| Requirement 1 |
Please reproduce the stretch of the Dena DeRose interview from "Some of my favorite" through "most proud of?".
| Requirement 2 |
According to the Dena DeRose interview, what was the most exciting performance?

| Page text |

Dena DeRose, In Conversation with Stanford Jazz Workshop
How did your environment influence you as a player growing up?
I grew up in Binghamton, NY and it was a very supportive environment to grow up in in the ‘70s and ‘80s (unlike now), with jazz around the university and the city, many places to perform and make gigs happen!
What inspires you most in life?
Who are your favorite musicians or composers?
Some of my favorite musicians/composers/arrangers include Bill Evans, Carmen McRae, Liberace, Johnny Mandel, Cole Porter, Bob Brookmeyer, Maria Schneider, Jon Hendricks, Miles Davis, Shirley Horn, Scott Lafaro, Art Blakey, Billy Higgins, all of the Heath Brothers, Dizzy, Bird, Lester, Mary Lou Williams, etc.
Do you have any rituals when preparing for performances?
Describe your most exciting gig for us.
The most exciting performance for me was getting to sing with Ray Brown at the Stanford Jazz Festival. To stand on the same stage as Mr. Brown was the thrill of a lifetime, so far! Someone like him, who has played for almost every major jazz vocalist, was scary at first but with his encouragement and supportive nature he made me feel very fine.
What are you most proud of?
I am proud that I stayed with music through some difficult times in my life that most people might’ve decided otherwise (operations, etc), and found that I could sing, and express myself through music in another way other than just with my piano.

| Supplied information |
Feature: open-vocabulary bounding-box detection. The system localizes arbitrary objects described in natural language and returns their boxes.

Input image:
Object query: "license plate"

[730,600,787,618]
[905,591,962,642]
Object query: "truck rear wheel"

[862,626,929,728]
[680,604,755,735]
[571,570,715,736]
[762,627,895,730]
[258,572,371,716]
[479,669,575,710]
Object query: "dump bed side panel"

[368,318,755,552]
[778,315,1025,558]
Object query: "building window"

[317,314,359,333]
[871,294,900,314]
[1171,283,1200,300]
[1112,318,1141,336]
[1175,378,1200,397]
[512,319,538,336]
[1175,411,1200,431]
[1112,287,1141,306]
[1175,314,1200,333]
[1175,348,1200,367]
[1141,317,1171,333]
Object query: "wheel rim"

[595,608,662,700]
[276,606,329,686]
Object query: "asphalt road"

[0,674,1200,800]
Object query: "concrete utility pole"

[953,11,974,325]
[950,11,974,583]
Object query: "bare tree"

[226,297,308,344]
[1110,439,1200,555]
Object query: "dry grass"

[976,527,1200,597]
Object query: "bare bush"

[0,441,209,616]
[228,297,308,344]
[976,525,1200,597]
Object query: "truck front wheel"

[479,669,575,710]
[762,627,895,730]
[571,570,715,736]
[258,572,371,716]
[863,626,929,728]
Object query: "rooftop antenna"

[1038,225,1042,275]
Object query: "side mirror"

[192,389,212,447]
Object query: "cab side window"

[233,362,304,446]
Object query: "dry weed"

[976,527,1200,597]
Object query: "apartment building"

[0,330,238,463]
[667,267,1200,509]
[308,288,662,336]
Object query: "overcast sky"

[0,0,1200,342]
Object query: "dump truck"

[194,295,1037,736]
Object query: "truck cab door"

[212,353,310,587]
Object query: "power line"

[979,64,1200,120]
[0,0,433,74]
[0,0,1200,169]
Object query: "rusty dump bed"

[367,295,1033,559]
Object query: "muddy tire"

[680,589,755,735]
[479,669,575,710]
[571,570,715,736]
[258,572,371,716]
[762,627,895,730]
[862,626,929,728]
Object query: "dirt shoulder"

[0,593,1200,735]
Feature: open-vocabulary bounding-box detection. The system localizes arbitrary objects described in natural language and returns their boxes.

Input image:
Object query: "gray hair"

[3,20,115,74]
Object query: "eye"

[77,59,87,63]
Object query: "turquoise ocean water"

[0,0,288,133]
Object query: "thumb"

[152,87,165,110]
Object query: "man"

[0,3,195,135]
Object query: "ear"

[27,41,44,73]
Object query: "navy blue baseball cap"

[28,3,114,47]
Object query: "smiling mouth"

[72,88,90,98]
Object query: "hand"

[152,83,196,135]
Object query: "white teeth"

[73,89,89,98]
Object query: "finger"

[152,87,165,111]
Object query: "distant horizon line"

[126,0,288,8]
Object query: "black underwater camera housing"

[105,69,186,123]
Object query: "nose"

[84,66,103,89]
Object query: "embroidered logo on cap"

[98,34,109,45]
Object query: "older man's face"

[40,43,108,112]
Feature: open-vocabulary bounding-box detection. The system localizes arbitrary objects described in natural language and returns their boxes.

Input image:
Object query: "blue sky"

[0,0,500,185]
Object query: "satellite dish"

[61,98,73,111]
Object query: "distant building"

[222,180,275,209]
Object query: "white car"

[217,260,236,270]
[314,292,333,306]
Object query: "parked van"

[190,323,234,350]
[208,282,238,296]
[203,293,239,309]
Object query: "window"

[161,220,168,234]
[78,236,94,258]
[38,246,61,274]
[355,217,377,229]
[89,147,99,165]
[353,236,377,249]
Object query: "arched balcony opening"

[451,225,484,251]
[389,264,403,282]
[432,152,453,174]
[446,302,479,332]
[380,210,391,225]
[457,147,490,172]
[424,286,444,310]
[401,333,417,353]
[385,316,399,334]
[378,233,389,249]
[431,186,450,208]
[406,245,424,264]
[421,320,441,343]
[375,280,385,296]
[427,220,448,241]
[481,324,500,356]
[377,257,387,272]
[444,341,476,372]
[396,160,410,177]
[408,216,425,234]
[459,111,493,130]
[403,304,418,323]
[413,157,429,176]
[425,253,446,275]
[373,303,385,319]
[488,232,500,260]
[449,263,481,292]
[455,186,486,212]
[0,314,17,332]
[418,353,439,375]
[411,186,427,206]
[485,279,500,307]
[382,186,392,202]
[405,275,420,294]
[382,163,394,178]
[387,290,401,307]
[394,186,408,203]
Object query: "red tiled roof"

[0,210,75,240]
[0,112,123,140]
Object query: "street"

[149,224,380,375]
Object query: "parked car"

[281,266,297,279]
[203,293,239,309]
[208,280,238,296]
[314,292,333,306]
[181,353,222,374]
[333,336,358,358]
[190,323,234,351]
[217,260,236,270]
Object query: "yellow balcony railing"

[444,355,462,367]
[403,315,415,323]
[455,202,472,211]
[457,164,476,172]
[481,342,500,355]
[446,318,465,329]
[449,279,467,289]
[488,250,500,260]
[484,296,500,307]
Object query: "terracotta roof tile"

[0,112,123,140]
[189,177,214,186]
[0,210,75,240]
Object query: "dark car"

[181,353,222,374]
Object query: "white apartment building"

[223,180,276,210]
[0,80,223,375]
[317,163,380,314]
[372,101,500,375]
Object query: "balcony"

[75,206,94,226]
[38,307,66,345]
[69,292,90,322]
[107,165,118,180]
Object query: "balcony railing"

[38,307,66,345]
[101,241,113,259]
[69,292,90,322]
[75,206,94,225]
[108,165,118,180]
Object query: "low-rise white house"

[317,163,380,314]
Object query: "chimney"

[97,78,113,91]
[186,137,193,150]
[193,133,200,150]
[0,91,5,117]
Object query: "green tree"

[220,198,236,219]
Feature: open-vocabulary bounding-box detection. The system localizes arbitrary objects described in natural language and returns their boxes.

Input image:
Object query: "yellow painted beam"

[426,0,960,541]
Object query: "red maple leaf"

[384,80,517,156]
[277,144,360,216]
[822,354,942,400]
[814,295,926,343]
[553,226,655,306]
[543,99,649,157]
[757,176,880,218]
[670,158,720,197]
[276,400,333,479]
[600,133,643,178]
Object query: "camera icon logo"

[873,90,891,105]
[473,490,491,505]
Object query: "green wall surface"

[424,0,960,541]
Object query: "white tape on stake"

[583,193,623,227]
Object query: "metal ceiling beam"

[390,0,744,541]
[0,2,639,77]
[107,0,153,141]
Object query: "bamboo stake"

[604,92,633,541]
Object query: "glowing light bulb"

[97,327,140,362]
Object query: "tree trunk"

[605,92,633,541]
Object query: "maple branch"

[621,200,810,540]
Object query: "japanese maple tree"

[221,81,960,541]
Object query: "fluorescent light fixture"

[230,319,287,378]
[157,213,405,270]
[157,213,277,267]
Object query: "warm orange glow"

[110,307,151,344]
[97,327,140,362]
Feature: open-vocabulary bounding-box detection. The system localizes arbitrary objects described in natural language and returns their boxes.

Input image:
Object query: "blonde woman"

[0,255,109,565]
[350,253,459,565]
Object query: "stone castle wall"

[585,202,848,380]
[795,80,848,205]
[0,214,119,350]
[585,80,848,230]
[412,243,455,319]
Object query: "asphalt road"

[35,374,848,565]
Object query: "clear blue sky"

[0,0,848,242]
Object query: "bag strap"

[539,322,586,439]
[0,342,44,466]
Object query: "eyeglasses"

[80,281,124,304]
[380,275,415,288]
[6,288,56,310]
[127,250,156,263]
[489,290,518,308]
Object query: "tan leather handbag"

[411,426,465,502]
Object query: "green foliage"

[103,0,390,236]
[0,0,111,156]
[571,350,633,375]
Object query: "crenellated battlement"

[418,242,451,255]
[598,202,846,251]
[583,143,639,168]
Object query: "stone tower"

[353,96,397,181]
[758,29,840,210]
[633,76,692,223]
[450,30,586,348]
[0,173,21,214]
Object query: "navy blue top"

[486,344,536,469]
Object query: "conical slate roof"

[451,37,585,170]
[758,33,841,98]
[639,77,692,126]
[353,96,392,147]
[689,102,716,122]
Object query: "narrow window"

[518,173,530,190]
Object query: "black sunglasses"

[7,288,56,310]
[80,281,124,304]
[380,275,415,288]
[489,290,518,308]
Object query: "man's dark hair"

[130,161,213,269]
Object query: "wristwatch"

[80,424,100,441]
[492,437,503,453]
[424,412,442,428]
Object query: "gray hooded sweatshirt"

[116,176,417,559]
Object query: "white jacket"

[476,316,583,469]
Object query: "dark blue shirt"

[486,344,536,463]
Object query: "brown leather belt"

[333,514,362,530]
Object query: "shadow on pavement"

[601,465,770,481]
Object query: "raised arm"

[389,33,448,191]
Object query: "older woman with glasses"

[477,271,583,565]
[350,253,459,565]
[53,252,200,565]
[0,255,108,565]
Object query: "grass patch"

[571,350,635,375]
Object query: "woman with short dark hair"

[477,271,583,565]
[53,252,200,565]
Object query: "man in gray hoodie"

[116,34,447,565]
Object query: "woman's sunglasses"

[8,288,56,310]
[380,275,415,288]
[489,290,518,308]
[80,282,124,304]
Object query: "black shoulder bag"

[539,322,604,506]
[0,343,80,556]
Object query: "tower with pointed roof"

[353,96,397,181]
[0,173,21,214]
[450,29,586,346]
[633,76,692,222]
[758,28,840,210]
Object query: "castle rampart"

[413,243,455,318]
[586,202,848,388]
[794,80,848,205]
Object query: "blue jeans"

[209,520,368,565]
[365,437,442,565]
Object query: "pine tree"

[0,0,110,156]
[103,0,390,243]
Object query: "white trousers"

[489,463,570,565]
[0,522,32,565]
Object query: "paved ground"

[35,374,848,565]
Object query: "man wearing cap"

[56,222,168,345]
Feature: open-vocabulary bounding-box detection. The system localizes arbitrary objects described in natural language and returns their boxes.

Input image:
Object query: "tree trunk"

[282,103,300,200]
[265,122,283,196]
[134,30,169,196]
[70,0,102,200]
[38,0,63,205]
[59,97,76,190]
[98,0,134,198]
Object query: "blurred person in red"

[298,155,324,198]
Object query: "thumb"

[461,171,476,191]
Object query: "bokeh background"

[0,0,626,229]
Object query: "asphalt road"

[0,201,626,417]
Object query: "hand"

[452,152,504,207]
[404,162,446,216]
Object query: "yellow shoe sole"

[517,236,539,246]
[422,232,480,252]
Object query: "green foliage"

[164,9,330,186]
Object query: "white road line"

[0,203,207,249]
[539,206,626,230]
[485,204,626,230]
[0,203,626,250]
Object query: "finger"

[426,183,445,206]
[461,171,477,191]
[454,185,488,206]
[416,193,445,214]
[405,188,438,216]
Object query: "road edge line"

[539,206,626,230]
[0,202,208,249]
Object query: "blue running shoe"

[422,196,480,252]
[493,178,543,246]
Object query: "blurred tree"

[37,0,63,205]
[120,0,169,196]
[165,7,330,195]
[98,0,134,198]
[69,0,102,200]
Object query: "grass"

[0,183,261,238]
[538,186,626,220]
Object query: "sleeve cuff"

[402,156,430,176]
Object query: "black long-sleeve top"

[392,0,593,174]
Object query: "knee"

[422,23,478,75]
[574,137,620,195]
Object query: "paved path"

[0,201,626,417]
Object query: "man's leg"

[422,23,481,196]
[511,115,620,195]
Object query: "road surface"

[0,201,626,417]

| Complete response 1 |
Some of my favorite musicians/composers/arrangers include Bill Evans, Carmen McRae, Liberace, Johnny Mandel, Cole Porter, Bob Brookmeyer, Maria Schneider, Jon Hendricks, Miles Davis, Shirley Horn, Scott Lafaro, Art Blakey, Billy Higgins, all of the Heath Brothers, Dizzy, Bird, Lester, Mary Lou Williams, etc.
Do you have any rituals when preparing for performances?
Describe your most exciting gig for us.
The most exciting performance for me was getting to sing with Ray Brown at the Stanford Jazz Festival. To stand on the same stage as Mr. Brown was the thrill of a lifetime, so far! Someone like him, who has played for almost every major jazz vocalist, was scary at first but with his encouragement and supportive nature he made me feel very fine.
What are you most proud of?

| Complete response 2 |
Singing with Ray Brown at the Stanford Jazz Festival.